▸ **PASSAGE FOR REVIEW**:
···

Besides our primary observation of the impact of TTS on oncological outcome in individuals with CCA, we identified multiple prognostic factors which are in accordance with other available data. Nodal status is known risk factor in CCA with an even more pronounced effect in iCCA22. The same accounts for LVI23,24. Our group has recently reported on the prognostic value of FFP in surgically resected CCA while other transfusion characteristics e. g. PRBC were already extensively investigated11,25,26.

···

▸ **PROBLEMS TO SOLVE**:
**1)** In the passage on prognostic factors in CCA, what has the authors' group recently reported on?
**2)** Rewrite the paragraph of the CCA prognostic-factors passage that begins "Besides our primary observation" as a short list, keeping its main facts.
**3)** Continue the passage on prognostic factors in CCA from where it stops.

···

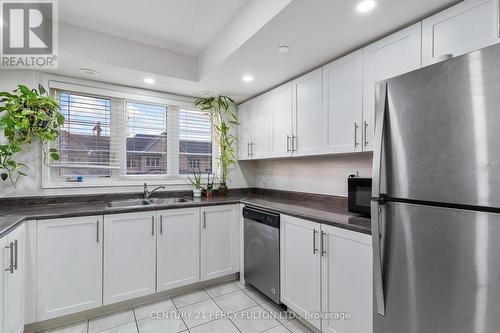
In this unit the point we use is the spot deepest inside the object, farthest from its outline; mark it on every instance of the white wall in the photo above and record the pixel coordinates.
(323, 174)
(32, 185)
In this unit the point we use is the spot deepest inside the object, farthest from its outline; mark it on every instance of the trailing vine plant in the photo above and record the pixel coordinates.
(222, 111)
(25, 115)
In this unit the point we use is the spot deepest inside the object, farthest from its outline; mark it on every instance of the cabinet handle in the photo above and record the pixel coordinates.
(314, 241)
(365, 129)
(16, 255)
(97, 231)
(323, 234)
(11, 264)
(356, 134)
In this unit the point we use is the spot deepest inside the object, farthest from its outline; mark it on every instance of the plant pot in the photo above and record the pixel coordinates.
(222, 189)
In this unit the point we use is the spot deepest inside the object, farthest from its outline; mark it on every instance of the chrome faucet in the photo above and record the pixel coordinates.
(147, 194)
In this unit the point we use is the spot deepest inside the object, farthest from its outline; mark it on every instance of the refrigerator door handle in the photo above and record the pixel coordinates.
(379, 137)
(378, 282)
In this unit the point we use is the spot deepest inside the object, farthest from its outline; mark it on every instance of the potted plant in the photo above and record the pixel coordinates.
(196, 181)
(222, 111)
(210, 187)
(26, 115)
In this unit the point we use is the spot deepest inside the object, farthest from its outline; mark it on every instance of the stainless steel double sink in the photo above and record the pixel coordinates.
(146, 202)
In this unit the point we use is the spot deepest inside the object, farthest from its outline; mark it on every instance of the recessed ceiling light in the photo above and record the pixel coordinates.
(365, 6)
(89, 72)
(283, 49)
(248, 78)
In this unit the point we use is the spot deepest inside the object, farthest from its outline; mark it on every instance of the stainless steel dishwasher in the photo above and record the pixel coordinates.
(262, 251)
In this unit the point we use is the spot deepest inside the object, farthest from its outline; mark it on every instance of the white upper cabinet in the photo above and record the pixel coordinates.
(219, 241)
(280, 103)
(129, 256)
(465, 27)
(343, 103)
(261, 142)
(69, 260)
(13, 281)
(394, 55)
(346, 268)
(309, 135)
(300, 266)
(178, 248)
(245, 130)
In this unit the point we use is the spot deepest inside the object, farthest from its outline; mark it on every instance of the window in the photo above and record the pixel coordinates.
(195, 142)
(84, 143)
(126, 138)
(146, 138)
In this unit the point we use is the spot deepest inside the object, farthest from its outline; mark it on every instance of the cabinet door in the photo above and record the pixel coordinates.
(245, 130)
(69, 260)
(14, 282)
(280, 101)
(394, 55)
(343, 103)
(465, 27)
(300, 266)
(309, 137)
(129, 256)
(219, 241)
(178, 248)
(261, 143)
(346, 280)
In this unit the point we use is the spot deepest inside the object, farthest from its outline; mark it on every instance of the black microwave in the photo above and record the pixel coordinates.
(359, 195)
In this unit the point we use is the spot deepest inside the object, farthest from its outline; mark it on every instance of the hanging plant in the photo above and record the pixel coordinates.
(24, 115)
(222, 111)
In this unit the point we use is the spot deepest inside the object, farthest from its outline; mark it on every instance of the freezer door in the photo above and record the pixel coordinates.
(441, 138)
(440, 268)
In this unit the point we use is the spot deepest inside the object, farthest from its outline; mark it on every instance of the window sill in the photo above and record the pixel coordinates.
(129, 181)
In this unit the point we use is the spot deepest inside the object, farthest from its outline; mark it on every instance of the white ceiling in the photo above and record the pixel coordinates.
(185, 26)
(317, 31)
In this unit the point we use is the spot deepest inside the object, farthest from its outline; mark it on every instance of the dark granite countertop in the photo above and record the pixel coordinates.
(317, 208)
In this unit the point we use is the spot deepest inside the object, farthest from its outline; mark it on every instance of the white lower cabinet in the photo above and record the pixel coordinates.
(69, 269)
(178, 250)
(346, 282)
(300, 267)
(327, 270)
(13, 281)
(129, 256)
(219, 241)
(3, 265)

···

▸ **ANSWERS FOR EACH ITEM**:
**1)** The prognostic value of FFP in surgically resected CCA.

**2)**
- Besides the impact of TTS on oncological outcome in CCA, several prognostic factors were identified, in line with other available data.
- Nodal status is a known risk factor in CCA, with an even stronger effect in iCCA.
- The same holds for LVI.
- The group recently reported on the prognostic value of FFP in surgically resected CCA.
- Other transfusion characteristics, such as PRBC, have already been studied extensively.

**3)**
Perioperative complications were related to CCS in our univariate analysis and perioperative mortality is major factor in CCA as figures of up to 15% in selected subgroups have been reported27,28. Previous meta-analyses already demonstrated reduced hospitalization29 and complication rates30 in patients undergoing prehabilitation prior to major abdominal surgery. Especially in pCCA, preoperative drainage of the biliary system is often required to decompress cholestasis and treat preoperative infections and thus, delays surgery31,32. These studies indicate that detailed preoperative optimization is necessary to improve overall outcome in CCA and underline the need for randomized trials to investigate this problem. Our data suggest that a prolonged TTS (e.g. due to preoperative optimization in trial) does not necessarily impair long-term oncological outcome. Therefore, our results do support such studies from an oncological risk perspective for the individual participants.

To ensure validity of our results obtained for CCA in general, several subanalyses were conducted. Importantly, we assessed pCCA and iCCA separately regarding all analyses and found no impact of TTS on oncological outcome in either of the analyses. The same accounts for the inclusion of perioperative mortality as well as OS instead of CCS as primary outcome parameter of the study.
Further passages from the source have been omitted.